DESCRIPTION OF THE TASK =
Write out each line exactly, starting with the one containing "box: [288, 146, 369, 193]" and stopping after the last line of the listing below.

DATA PROVIDED =
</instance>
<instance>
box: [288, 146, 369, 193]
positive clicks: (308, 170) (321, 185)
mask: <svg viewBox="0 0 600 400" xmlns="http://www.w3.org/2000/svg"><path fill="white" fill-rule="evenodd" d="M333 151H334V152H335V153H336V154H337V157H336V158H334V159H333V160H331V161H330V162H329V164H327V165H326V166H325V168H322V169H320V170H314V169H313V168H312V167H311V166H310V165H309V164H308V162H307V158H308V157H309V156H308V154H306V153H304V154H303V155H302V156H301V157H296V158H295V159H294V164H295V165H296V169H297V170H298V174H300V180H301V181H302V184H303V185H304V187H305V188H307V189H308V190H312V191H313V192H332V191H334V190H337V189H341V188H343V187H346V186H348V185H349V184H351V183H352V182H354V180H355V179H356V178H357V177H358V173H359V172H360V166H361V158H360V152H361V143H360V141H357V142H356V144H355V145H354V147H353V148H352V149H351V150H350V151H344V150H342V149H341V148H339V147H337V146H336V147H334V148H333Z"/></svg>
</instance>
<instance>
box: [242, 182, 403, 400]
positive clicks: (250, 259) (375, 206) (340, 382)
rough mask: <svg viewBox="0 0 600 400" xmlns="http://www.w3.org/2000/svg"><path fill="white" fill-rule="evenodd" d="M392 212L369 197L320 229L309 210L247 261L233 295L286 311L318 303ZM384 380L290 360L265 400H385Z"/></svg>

TASK SOLUTION =
box: [288, 146, 369, 193]
positive clicks: (308, 170) (321, 185)
mask: <svg viewBox="0 0 600 400" xmlns="http://www.w3.org/2000/svg"><path fill="white" fill-rule="evenodd" d="M333 151H334V152H335V153H336V154H337V157H336V158H334V159H333V160H331V161H330V162H329V164H327V165H326V166H325V168H322V169H320V170H314V169H313V168H312V167H311V166H310V165H309V164H308V162H307V158H308V157H309V156H308V154H306V153H304V154H303V155H302V156H301V157H296V158H295V159H294V164H295V165H296V169H297V170H298V174H300V180H301V181H302V184H303V185H304V187H305V188H307V189H308V190H312V191H313V192H332V191H334V190H337V189H341V188H343V187H346V186H348V185H349V184H351V183H352V182H354V180H355V179H356V178H357V177H358V173H359V172H360V166H361V158H360V152H361V143H360V141H357V142H356V144H355V145H354V147H353V148H352V149H351V150H350V151H344V150H342V149H341V148H339V147H337V146H336V147H334V148H333Z"/></svg>
</instance>
<instance>
box: [242, 182, 403, 400]
positive clicks: (250, 259) (375, 206) (340, 382)
rough mask: <svg viewBox="0 0 600 400" xmlns="http://www.w3.org/2000/svg"><path fill="white" fill-rule="evenodd" d="M392 212L369 197L320 229L309 210L247 261L233 295L286 311L318 303ZM384 380L290 360L265 400H385Z"/></svg>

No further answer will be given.